-- Source excerpt --
.....

How does a salesperson deliver exceptional work? In every place I’ve worked, outside of independent contracting, the sales person didn’t do the trench work.
> In every place I’ve worked, outside of independent contracting, the sales person didn’t do the trench work.
Have you ever worked at a place where the sales people promised features that didn't exist? A bad sales person can ensure you're in the trenches doing work that is urgent but not important. A good sales person anticipates requirements, identifies when they're not currently available, and proactively works with the right people to get the important features prioritized strategically.
The sales people talk to the customers, so from a certain perspective they're the ones in the trenches and talking to customers while you're in the back office plugging away at a keyboard.
This is software sales, which has long cycles, ongoing relationships and is a tiny sliver of the "hires salesmen" industry. For commoditized markets like phone plans, cable TV / ISPs, paper, or roof repairs after a hurricane, the ones who get the most sales are the ones without scruples.
> For commoditized markets like phone plans, cable TV / ISPs, paper, or roof repairs after a hurricane, the ones who get the most sales are the ones without scruples
You’re describing low value, low recurrence sales. Those are numbers, not relationship, games, with high churn at that.
I think low recurrence is the bigger factor for sleaziness: roof replacement aren't low value, same goes for the archetype for sleazy sales tactics: car salesman.

.....

-- Extracted material --
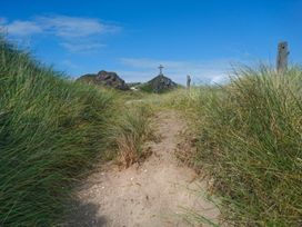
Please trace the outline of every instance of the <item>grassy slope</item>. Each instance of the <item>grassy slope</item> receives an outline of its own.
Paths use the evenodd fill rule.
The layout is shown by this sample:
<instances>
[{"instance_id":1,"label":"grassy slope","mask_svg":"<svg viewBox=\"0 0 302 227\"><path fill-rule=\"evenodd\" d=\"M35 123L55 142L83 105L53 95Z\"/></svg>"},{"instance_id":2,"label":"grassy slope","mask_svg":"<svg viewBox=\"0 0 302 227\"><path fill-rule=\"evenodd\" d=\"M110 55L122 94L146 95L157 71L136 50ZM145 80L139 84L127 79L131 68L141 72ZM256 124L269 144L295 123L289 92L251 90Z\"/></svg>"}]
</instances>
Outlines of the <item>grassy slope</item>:
<instances>
[{"instance_id":1,"label":"grassy slope","mask_svg":"<svg viewBox=\"0 0 302 227\"><path fill-rule=\"evenodd\" d=\"M120 124L131 118L120 95L69 81L2 39L0 61L0 226L58 224L72 182L148 115Z\"/></svg>"},{"instance_id":2,"label":"grassy slope","mask_svg":"<svg viewBox=\"0 0 302 227\"><path fill-rule=\"evenodd\" d=\"M197 168L215 178L224 217L240 226L302 220L302 71L242 69L222 88L167 97L194 121Z\"/></svg>"}]
</instances>

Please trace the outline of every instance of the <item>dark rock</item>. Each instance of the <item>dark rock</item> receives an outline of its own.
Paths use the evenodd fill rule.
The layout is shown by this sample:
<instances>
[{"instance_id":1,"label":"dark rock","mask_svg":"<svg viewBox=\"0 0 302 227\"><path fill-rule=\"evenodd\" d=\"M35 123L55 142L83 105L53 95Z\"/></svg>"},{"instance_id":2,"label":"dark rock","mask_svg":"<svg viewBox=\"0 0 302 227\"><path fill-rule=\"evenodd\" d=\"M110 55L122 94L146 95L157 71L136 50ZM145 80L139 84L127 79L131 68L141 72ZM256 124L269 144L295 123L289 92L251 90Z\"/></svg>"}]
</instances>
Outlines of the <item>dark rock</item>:
<instances>
[{"instance_id":1,"label":"dark rock","mask_svg":"<svg viewBox=\"0 0 302 227\"><path fill-rule=\"evenodd\" d=\"M84 75L78 80L119 90L129 90L129 86L115 72L108 72L104 70L99 71L98 75Z\"/></svg>"}]
</instances>

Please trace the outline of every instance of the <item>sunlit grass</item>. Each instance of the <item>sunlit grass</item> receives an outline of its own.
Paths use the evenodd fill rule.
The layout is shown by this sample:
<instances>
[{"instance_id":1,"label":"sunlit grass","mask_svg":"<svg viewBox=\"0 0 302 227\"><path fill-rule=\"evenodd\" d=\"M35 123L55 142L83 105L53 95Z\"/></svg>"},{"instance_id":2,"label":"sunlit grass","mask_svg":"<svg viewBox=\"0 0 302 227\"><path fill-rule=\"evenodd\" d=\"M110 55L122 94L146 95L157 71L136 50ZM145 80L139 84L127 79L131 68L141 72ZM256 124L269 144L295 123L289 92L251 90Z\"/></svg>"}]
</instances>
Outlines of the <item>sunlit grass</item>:
<instances>
[{"instance_id":1,"label":"sunlit grass","mask_svg":"<svg viewBox=\"0 0 302 227\"><path fill-rule=\"evenodd\" d=\"M193 122L191 161L214 177L224 218L240 226L300 226L302 70L234 73L229 85L180 90L165 102Z\"/></svg>"}]
</instances>

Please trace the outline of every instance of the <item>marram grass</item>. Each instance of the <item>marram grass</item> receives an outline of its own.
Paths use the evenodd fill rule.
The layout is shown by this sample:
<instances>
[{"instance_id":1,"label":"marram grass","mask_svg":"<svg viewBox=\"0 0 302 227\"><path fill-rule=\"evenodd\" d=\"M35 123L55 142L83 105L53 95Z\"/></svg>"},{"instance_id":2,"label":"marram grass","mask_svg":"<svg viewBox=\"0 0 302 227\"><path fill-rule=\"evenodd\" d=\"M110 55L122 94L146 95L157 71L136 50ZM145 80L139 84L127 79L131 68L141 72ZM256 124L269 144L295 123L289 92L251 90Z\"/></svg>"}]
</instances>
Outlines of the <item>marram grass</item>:
<instances>
[{"instance_id":1,"label":"marram grass","mask_svg":"<svg viewBox=\"0 0 302 227\"><path fill-rule=\"evenodd\" d=\"M62 220L71 182L107 149L114 99L0 40L0 226Z\"/></svg>"},{"instance_id":2,"label":"marram grass","mask_svg":"<svg viewBox=\"0 0 302 227\"><path fill-rule=\"evenodd\" d=\"M241 68L229 85L179 90L165 101L194 122L191 162L215 179L229 224L302 225L301 68Z\"/></svg>"}]
</instances>

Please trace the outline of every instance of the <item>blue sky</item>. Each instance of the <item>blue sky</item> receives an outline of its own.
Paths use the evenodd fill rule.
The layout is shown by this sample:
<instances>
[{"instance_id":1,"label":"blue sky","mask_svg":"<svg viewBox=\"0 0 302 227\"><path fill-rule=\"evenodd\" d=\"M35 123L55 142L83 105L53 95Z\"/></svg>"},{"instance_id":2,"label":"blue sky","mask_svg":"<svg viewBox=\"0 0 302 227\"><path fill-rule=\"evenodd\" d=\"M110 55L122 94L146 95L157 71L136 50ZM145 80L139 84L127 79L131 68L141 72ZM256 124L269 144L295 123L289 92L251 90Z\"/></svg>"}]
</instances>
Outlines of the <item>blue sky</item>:
<instances>
[{"instance_id":1,"label":"blue sky","mask_svg":"<svg viewBox=\"0 0 302 227\"><path fill-rule=\"evenodd\" d=\"M2 0L9 39L70 77L115 71L127 81L164 75L221 82L232 65L273 65L286 40L302 61L302 0Z\"/></svg>"}]
</instances>

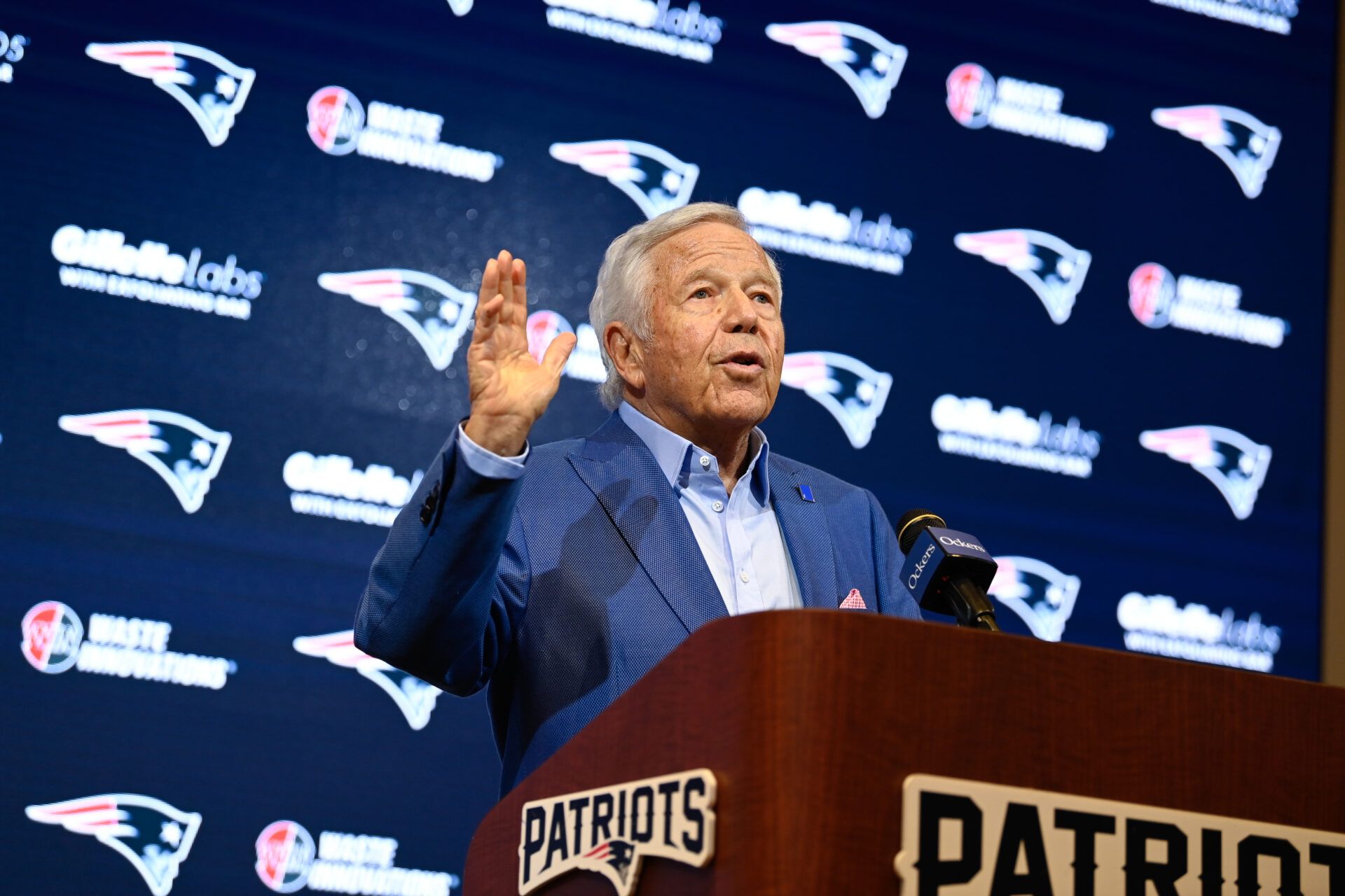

.....

-- Short task A --
From the discussion about salespeople above, extract word for word the passage that opens with the words containing "How does a salesperson" and closes with "features prioritized strategically.".
-- Short task B --
List every example of a commoditized market that the discussion about salespeople names.

-- Correct output A --
How does a salesperson deliver exceptional work? In every place I’ve worked, outside of independent contracting, the sales person didn’t do the trench work.
> In every place I’ve worked, outside of independent contracting, the sales person didn’t do the trench work.
Have you ever worked at a place where the sales people promised features that didn't exist? A bad sales person can ensure you're in the trenches doing work that is urgent but not important. A good sales person anticipates requirements, identifies when they're not currently available, and proactively works with the right people to get the important features prioritized strategically.

-- Correct output B --
- phone plans
- cable TV / ISPs
- paper
- roof repairs after a hurricane